WHAT IS REQUIRED - Repeat the data below word for word, but leave the pictures out of your answer.

Collected data -
>>

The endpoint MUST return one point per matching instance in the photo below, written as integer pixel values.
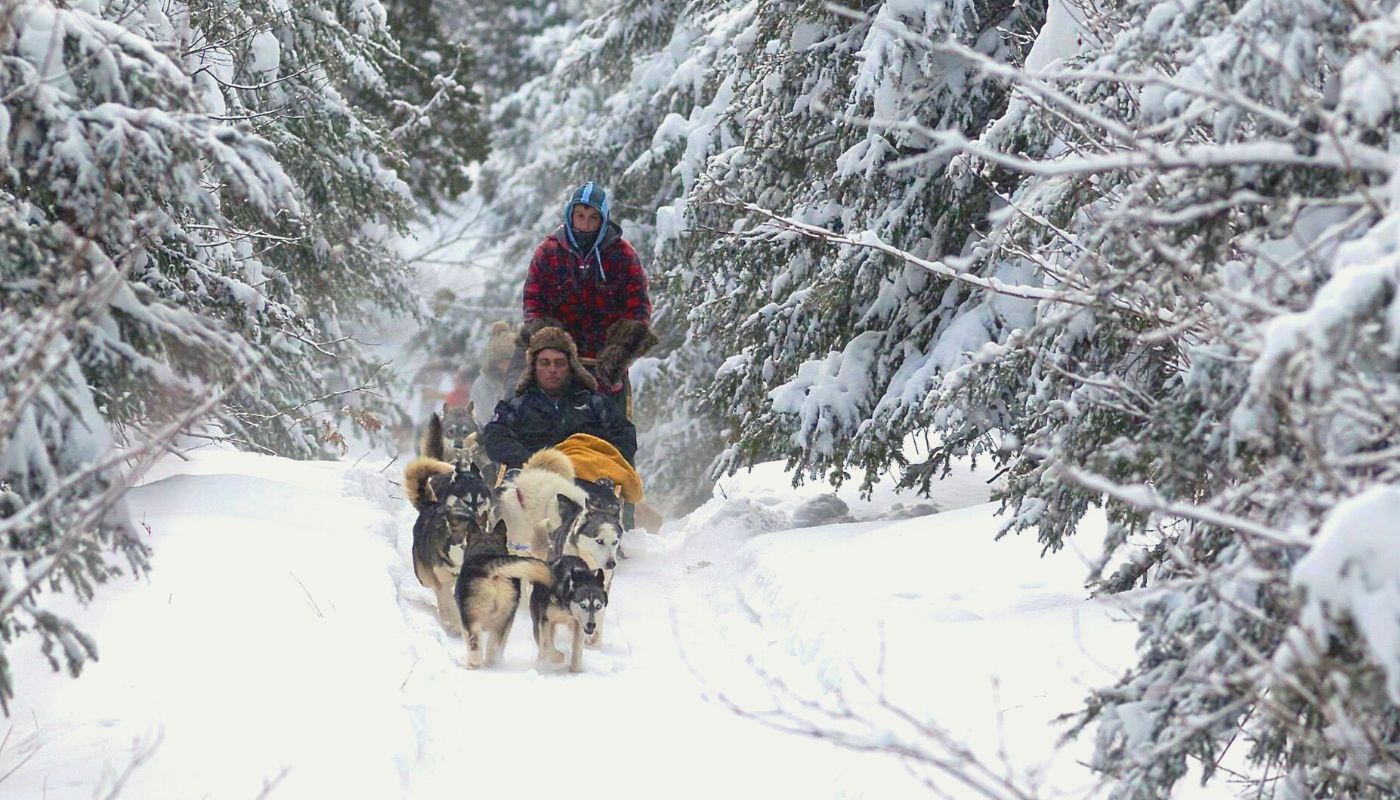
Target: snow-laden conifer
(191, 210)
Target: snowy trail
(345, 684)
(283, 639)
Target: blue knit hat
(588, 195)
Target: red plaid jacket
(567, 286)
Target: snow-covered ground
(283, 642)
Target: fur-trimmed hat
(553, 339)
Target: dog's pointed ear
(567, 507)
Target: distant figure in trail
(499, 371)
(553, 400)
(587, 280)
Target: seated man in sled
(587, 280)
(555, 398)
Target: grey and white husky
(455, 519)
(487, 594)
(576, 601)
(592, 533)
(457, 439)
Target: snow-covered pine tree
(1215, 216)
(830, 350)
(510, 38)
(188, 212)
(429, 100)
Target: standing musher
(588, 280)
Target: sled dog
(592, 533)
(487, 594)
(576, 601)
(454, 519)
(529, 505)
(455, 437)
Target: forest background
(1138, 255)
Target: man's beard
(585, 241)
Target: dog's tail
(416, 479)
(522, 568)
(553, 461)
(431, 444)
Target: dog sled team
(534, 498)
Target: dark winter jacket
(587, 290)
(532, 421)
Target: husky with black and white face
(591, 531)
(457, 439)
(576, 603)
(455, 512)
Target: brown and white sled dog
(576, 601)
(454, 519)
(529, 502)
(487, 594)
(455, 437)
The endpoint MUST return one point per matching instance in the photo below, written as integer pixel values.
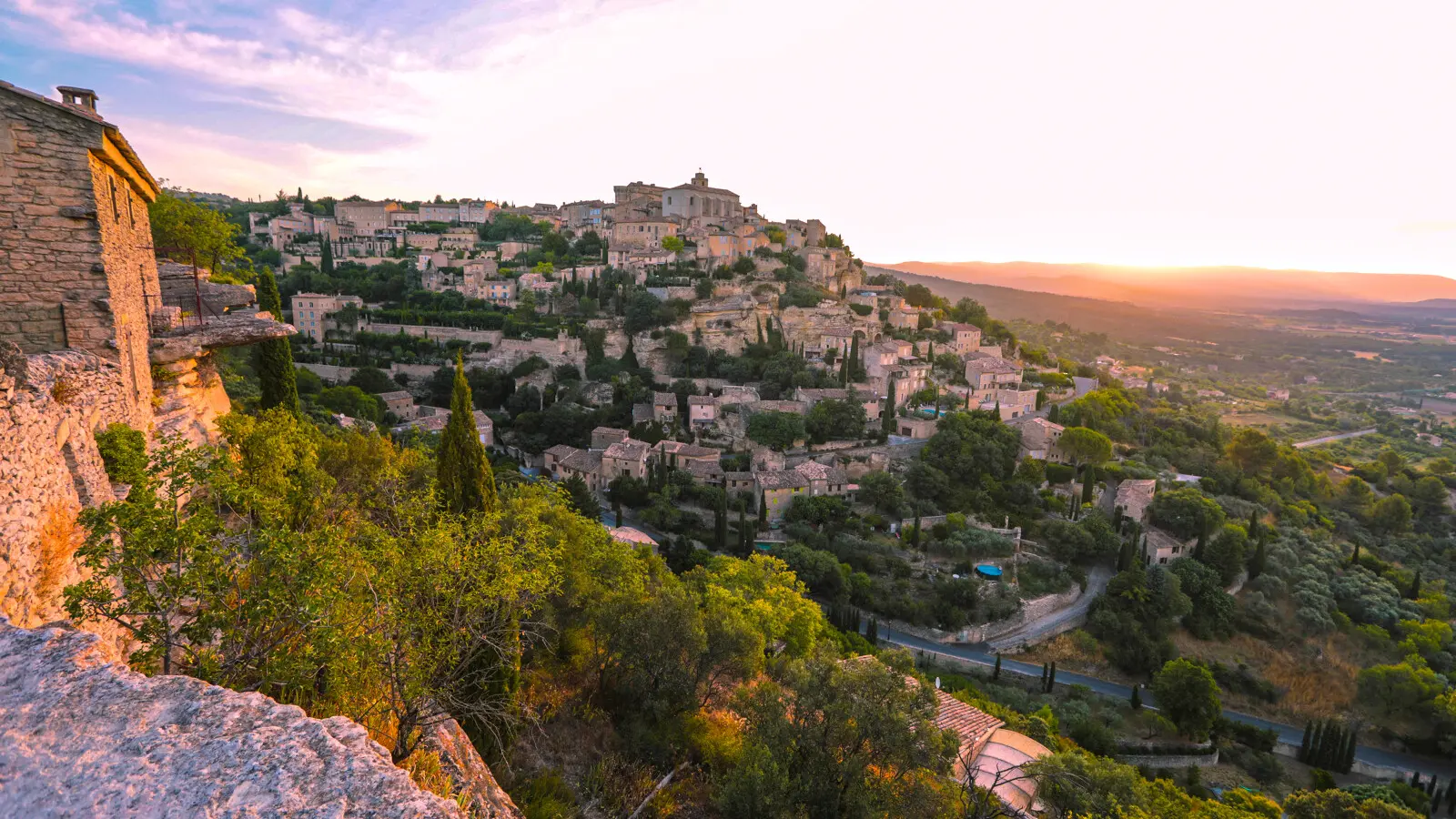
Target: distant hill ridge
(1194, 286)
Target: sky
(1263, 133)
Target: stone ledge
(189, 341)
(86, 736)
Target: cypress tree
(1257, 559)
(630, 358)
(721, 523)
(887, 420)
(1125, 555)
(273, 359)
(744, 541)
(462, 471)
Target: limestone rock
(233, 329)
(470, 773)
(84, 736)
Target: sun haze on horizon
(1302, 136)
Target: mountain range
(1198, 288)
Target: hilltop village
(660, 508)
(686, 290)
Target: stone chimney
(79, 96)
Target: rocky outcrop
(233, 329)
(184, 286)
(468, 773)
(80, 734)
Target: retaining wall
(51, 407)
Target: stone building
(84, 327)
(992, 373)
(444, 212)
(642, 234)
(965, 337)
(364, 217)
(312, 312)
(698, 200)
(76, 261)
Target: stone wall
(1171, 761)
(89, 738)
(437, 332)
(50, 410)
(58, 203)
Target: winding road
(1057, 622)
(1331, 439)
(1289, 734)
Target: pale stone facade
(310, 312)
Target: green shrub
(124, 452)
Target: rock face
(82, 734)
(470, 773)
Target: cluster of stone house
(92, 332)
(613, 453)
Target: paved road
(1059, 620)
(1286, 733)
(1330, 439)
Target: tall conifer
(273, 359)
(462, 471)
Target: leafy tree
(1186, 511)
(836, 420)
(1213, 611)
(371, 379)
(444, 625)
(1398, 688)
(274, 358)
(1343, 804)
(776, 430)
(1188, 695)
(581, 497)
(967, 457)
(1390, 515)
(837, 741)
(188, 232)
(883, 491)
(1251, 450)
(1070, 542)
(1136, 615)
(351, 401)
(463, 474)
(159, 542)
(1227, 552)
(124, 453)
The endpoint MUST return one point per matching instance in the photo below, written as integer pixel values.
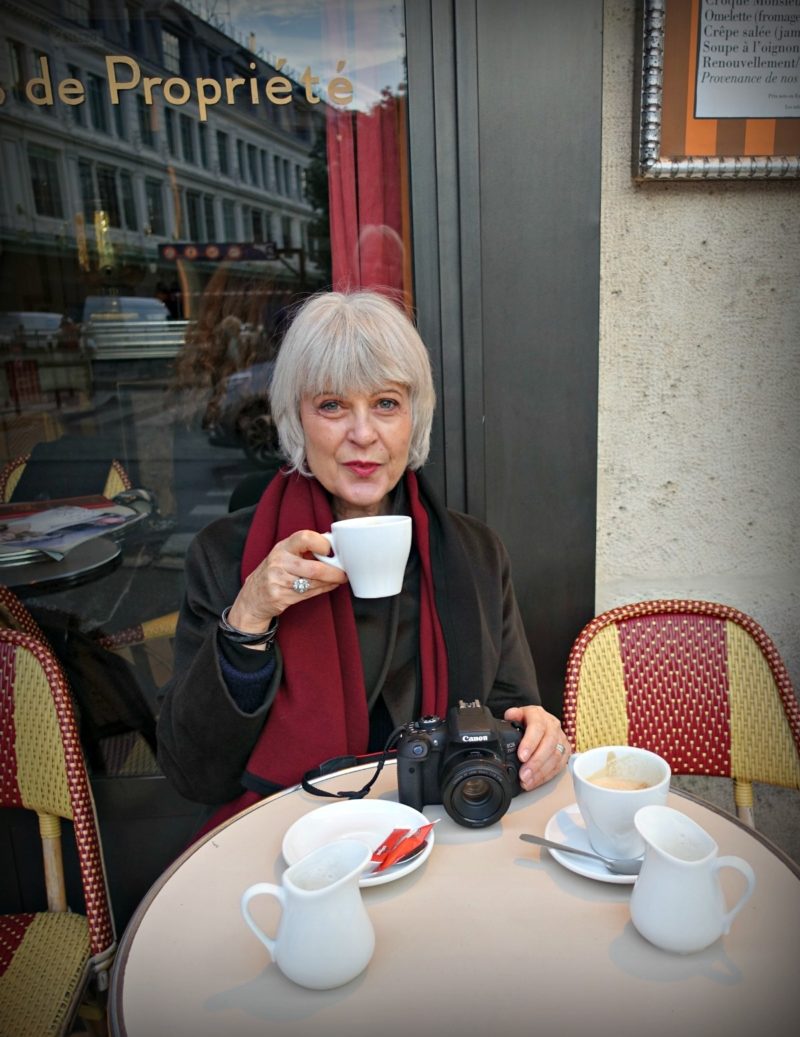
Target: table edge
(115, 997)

<<

RESPONSE -
The endpoint MUST return one point per matching instance in the photo below, written as integer pixel values.
Target: snow-laden conifer
(191, 210)
Target: snowy trail
(345, 684)
(283, 639)
Target: blue knit hat
(588, 195)
Target: red plaid jacket
(567, 286)
Target: snow-covered ground
(283, 642)
Target: fur-trimmed hat
(553, 339)
Target: dog's pointed ear
(567, 507)
Target: distant figure in trail
(499, 371)
(553, 400)
(587, 280)
Target: seated man in sled
(587, 280)
(555, 398)
Target: grey and white husky
(455, 519)
(487, 594)
(576, 601)
(592, 533)
(457, 439)
Target: snow-covered pine tree
(1215, 216)
(830, 350)
(510, 38)
(188, 212)
(429, 100)
Target: standing musher
(588, 280)
Target: sled dog
(592, 533)
(487, 594)
(576, 601)
(454, 519)
(529, 505)
(455, 437)
Target: forest background
(1138, 255)
Target: man's beard
(585, 241)
Target: dog's tail
(416, 479)
(522, 568)
(553, 461)
(431, 444)
Target: dog sled team
(534, 498)
Target: dark winter jacket
(587, 290)
(532, 421)
Target: husky with black and white face
(591, 531)
(457, 439)
(576, 603)
(455, 512)
Target: brown and white sled dog
(576, 601)
(454, 519)
(529, 502)
(487, 594)
(455, 437)
The endpoint MUST return one point per matching instance in the photo below, written as integer pixel values.
Target: distant hill ridge
(1194, 286)
Target: sky
(1263, 133)
Target: stone ledge
(189, 341)
(86, 736)
Target: cypress tree
(1257, 559)
(630, 358)
(721, 523)
(887, 420)
(1125, 555)
(273, 359)
(744, 541)
(462, 471)
Target: limestone rock
(233, 329)
(470, 773)
(84, 736)
Target: sun haze on horizon
(1302, 136)
Target: mountain range
(1198, 288)
Target: hilltop village
(660, 508)
(686, 290)
Target: stone chimney
(79, 96)
Target: rocky outcrop
(233, 329)
(184, 286)
(468, 773)
(80, 734)
Target: retaining wall
(51, 407)
Target: stone building
(84, 327)
(992, 373)
(444, 212)
(642, 234)
(965, 337)
(364, 217)
(312, 312)
(698, 200)
(76, 261)
Target: stone wall
(1171, 761)
(89, 738)
(437, 332)
(50, 410)
(58, 203)
Target: winding road
(1057, 622)
(1331, 439)
(1289, 734)
Target: pale stone facade
(310, 312)
Target: green shrub
(124, 452)
Target: rock face
(82, 734)
(470, 773)
Target: cluster of stone house
(92, 332)
(613, 453)
Target: paved road
(1059, 620)
(1286, 733)
(1330, 439)
Target: tall conifer
(273, 359)
(462, 471)
Target: leafy tree
(1186, 511)
(836, 420)
(1213, 611)
(371, 379)
(444, 625)
(1398, 688)
(274, 358)
(1343, 804)
(776, 430)
(1188, 695)
(581, 497)
(967, 457)
(1390, 515)
(837, 741)
(188, 232)
(883, 491)
(1251, 450)
(1070, 542)
(1136, 615)
(351, 401)
(463, 474)
(159, 542)
(1227, 552)
(124, 453)
The endpoint MUST return one point per matching instance in the photo below, written as integer pixel values.
Target: table edge
(115, 997)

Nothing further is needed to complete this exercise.